- [The request] Emit a verbatim copy of the lines running from the line with "dipper. Return only the coordinates." through the end of the material below.

- [Records for this task]
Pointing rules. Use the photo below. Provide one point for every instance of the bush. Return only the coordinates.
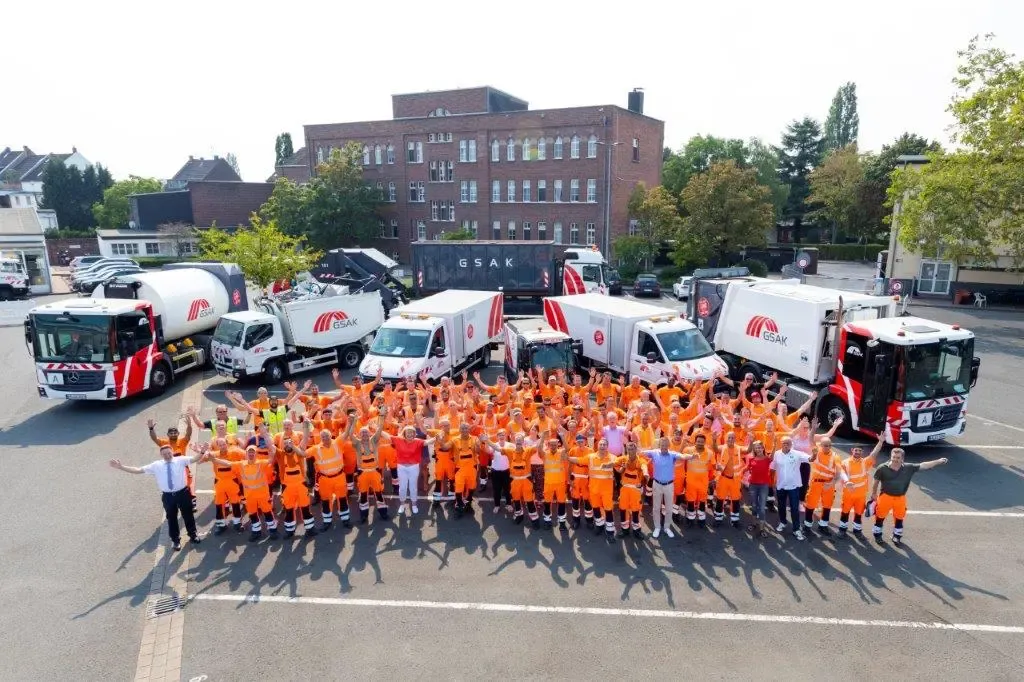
(757, 267)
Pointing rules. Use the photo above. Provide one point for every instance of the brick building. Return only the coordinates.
(480, 159)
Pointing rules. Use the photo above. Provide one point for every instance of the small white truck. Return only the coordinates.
(632, 338)
(441, 335)
(288, 334)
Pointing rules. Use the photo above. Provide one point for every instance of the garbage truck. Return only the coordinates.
(904, 377)
(136, 334)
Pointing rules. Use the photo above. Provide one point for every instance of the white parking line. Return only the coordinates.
(617, 612)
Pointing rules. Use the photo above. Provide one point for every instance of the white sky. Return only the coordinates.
(138, 86)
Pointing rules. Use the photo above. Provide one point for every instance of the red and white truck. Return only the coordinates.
(135, 335)
(905, 377)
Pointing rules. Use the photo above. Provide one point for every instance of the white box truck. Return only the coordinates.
(634, 338)
(905, 377)
(285, 335)
(442, 334)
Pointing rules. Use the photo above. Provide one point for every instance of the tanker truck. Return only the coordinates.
(135, 335)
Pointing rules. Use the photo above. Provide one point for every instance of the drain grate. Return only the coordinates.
(164, 605)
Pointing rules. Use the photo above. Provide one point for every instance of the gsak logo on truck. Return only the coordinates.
(765, 329)
(200, 308)
(332, 320)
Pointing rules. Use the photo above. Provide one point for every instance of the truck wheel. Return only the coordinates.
(273, 372)
(349, 356)
(830, 410)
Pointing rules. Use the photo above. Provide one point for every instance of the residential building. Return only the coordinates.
(482, 160)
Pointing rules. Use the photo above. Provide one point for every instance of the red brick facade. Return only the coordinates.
(613, 128)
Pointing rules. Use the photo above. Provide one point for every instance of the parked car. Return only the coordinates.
(646, 285)
(614, 283)
(681, 288)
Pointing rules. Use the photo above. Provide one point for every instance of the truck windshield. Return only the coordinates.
(400, 342)
(66, 338)
(938, 370)
(229, 332)
(684, 344)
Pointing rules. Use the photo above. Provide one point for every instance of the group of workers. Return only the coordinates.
(553, 450)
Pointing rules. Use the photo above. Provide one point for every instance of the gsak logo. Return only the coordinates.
(765, 329)
(200, 308)
(332, 320)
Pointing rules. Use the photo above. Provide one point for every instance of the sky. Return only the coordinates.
(139, 86)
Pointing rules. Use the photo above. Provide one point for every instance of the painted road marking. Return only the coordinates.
(587, 610)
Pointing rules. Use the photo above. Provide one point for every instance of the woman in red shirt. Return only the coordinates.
(759, 469)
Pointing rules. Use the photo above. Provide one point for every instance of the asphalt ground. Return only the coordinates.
(435, 597)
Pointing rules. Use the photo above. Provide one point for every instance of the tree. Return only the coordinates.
(969, 205)
(114, 211)
(653, 219)
(727, 209)
(263, 252)
(283, 147)
(800, 153)
(843, 123)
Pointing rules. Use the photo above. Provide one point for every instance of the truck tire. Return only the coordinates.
(273, 372)
(349, 356)
(829, 410)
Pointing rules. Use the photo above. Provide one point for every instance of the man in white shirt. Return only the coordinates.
(785, 464)
(170, 474)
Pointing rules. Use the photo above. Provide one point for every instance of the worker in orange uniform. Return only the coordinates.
(858, 472)
(633, 471)
(252, 473)
(826, 471)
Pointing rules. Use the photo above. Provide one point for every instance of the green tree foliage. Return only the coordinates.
(283, 147)
(727, 209)
(337, 208)
(799, 155)
(114, 211)
(969, 204)
(72, 193)
(263, 252)
(843, 123)
(656, 219)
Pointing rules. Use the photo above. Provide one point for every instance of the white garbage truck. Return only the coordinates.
(905, 377)
(633, 338)
(441, 335)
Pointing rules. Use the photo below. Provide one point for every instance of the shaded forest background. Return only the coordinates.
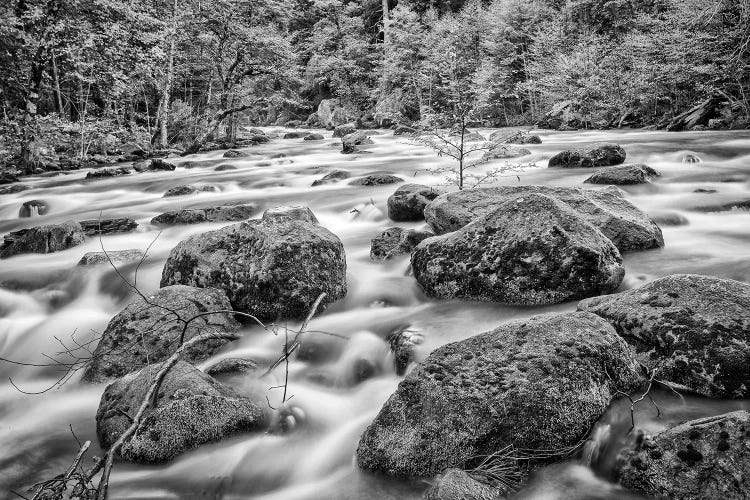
(86, 81)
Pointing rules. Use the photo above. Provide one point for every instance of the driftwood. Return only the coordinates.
(697, 115)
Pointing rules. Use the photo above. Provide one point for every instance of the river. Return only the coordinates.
(44, 298)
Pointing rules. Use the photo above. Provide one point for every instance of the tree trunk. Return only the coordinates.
(58, 94)
(164, 140)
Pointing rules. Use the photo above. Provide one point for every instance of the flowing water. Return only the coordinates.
(46, 299)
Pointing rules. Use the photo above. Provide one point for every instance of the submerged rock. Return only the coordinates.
(456, 484)
(396, 241)
(191, 409)
(291, 212)
(502, 151)
(409, 201)
(695, 329)
(233, 153)
(332, 177)
(535, 384)
(704, 459)
(107, 172)
(620, 221)
(42, 239)
(94, 227)
(295, 135)
(597, 155)
(376, 180)
(232, 366)
(224, 213)
(344, 129)
(273, 268)
(532, 249)
(33, 208)
(115, 256)
(403, 342)
(518, 137)
(149, 331)
(624, 175)
(350, 142)
(188, 189)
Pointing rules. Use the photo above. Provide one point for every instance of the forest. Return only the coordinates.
(85, 82)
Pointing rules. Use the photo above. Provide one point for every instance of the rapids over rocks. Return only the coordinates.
(47, 298)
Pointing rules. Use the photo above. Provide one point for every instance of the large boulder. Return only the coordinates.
(517, 137)
(376, 180)
(94, 227)
(334, 112)
(596, 155)
(187, 189)
(109, 258)
(223, 213)
(704, 459)
(408, 202)
(150, 330)
(456, 484)
(532, 249)
(396, 241)
(292, 212)
(536, 385)
(627, 227)
(272, 268)
(350, 142)
(191, 409)
(107, 172)
(42, 239)
(624, 175)
(695, 330)
(331, 177)
(503, 151)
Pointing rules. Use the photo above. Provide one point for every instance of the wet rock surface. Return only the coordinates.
(113, 257)
(42, 239)
(409, 201)
(272, 268)
(396, 241)
(376, 180)
(596, 155)
(532, 249)
(536, 384)
(627, 226)
(149, 331)
(94, 227)
(225, 213)
(624, 175)
(694, 329)
(191, 409)
(704, 459)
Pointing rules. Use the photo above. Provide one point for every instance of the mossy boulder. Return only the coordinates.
(596, 155)
(191, 409)
(42, 239)
(628, 227)
(222, 213)
(532, 249)
(396, 241)
(624, 175)
(148, 331)
(273, 268)
(408, 202)
(695, 329)
(537, 384)
(704, 459)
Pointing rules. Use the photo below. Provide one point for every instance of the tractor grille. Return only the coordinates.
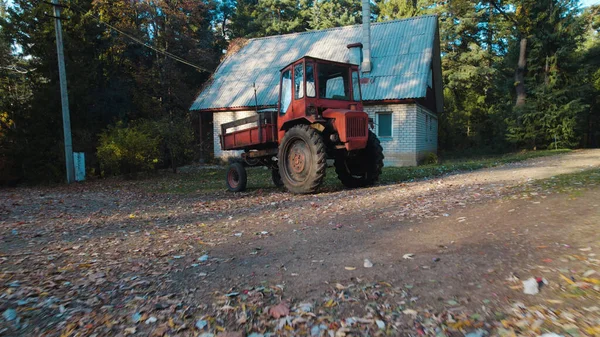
(356, 127)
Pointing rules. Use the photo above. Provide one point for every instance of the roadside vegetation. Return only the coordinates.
(213, 179)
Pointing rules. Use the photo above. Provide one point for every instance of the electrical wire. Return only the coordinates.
(158, 50)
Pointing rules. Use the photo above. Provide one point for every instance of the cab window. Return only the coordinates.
(333, 82)
(286, 91)
(299, 81)
(355, 86)
(311, 89)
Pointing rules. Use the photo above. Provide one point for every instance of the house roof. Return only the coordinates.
(402, 54)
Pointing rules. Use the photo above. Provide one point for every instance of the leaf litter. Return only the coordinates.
(101, 268)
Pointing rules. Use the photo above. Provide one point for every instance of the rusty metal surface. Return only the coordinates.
(401, 53)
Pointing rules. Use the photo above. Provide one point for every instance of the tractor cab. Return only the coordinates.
(314, 90)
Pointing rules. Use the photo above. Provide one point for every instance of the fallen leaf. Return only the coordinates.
(231, 334)
(129, 331)
(279, 310)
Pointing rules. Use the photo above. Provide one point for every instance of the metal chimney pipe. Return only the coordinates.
(366, 36)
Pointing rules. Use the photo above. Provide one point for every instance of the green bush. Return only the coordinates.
(430, 159)
(128, 150)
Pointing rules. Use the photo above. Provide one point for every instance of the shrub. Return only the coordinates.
(127, 150)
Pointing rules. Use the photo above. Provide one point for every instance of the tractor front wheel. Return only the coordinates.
(302, 159)
(276, 177)
(236, 177)
(363, 168)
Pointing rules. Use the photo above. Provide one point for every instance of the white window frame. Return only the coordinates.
(391, 123)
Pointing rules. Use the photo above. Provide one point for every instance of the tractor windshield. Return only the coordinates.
(333, 82)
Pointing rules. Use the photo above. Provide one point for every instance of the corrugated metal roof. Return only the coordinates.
(401, 52)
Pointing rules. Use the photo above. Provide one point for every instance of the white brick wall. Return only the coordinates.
(400, 149)
(413, 134)
(426, 132)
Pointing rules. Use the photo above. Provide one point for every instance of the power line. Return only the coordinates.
(158, 50)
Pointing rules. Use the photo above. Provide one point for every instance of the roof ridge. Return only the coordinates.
(343, 27)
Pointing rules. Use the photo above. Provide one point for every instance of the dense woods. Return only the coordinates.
(517, 74)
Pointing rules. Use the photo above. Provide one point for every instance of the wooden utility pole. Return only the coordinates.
(63, 94)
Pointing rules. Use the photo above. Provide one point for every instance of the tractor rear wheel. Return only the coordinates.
(236, 177)
(362, 169)
(302, 159)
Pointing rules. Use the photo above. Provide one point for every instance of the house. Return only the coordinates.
(401, 80)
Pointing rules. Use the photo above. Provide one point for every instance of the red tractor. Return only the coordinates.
(319, 116)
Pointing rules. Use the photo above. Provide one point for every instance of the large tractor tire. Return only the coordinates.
(362, 169)
(236, 177)
(302, 159)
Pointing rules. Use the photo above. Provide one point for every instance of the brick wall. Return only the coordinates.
(400, 149)
(427, 132)
(225, 117)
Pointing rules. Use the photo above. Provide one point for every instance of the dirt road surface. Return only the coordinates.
(448, 257)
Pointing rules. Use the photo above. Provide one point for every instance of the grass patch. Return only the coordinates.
(212, 180)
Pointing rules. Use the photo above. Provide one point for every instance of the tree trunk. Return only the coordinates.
(520, 74)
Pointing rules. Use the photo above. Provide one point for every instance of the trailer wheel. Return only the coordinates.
(302, 159)
(276, 177)
(236, 177)
(362, 169)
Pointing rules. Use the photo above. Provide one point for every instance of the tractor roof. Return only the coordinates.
(403, 52)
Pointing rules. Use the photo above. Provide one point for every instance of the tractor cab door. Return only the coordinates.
(285, 94)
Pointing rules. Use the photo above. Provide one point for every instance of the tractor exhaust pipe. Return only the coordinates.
(366, 36)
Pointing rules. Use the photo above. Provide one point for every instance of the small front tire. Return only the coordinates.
(363, 168)
(276, 177)
(236, 177)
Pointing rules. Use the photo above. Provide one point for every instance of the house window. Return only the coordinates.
(384, 124)
(430, 78)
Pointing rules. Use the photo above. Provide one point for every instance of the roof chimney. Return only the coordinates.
(366, 36)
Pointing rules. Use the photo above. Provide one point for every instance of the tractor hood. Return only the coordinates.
(351, 125)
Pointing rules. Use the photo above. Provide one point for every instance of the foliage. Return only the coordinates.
(430, 159)
(210, 180)
(113, 79)
(127, 150)
(110, 77)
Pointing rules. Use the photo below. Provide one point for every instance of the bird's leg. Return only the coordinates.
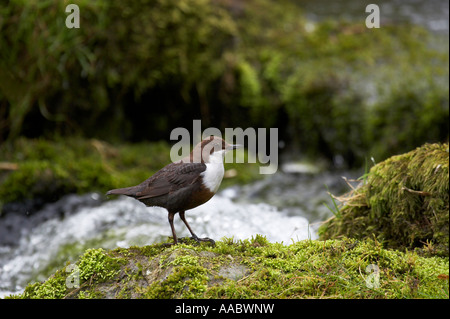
(171, 215)
(194, 236)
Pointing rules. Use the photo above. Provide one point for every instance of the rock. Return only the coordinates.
(251, 268)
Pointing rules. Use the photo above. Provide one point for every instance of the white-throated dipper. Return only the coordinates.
(185, 184)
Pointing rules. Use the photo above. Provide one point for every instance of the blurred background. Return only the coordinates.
(89, 109)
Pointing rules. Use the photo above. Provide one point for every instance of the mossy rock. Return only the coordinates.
(49, 169)
(403, 202)
(251, 268)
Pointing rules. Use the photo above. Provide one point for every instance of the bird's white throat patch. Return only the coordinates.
(212, 176)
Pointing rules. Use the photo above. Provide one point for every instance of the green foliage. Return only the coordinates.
(404, 203)
(96, 264)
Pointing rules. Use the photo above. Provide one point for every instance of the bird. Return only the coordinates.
(184, 184)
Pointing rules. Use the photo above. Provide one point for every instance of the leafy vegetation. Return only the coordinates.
(135, 70)
(404, 203)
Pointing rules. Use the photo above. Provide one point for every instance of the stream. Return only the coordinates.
(284, 207)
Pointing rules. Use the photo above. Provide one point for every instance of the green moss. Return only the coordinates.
(404, 203)
(50, 169)
(97, 265)
(246, 269)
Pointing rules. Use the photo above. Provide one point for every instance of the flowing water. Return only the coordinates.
(283, 207)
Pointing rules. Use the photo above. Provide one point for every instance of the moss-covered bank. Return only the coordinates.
(250, 269)
(403, 202)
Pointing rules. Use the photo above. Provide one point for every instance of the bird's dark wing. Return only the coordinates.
(169, 179)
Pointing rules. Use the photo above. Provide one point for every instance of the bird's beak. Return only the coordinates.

- [Response to this task]
Pointing rules. Use the photo above. Provide one point for every instance of the white-throated dipper. Return only the coordinates.
(185, 184)
Pointing rules. Use the photo above. Provide one point for every instance of the blurred background. Return only the coordinates.
(89, 109)
Pointing rules. Use the photo above. Provide one point for every instance of the mossy rock. Return only the coordinates.
(49, 169)
(403, 202)
(251, 268)
Pointing rules. Use the photo above. Provide one point for every instance of the bird's white throat patch. Return only the coordinates.
(212, 176)
Pointing rules. Use the photo above. Provide one point for every instance of the green foliage. Return only the coordinates.
(404, 203)
(96, 264)
Pointing rules. Use the photo above. Provide one point for every instance of the bird. Return only the coordinates.
(184, 184)
Pointing rules. Use the photo above. Provide one point for every instance of the leafy vegetation. Return only the coordinates.
(135, 70)
(404, 203)
Pointing rules. Use the photo above. Provide one point for every instance of the stream. Return only the coordinates.
(284, 207)
Pointing rules. Use the photo above. Provide one point for every instance of the green moss. Return only the coordinates.
(404, 203)
(50, 169)
(97, 265)
(246, 269)
Pointing rules. Use the photo above. Provide one point for every instance of the flowing water. Return only the coordinates.
(283, 207)
Pointing rules. Use the photo above. Provide one point for every instance of the moss-covered bank. Return only the coordinates.
(250, 269)
(403, 202)
Pointing rules. Use the photo above. Provide one point for every instance of the bird's dark wing. Return only the coordinates.
(169, 179)
Pointing rules. Use the photo above. Provide one point for every instance of the bird's beak. Return only the coordinates.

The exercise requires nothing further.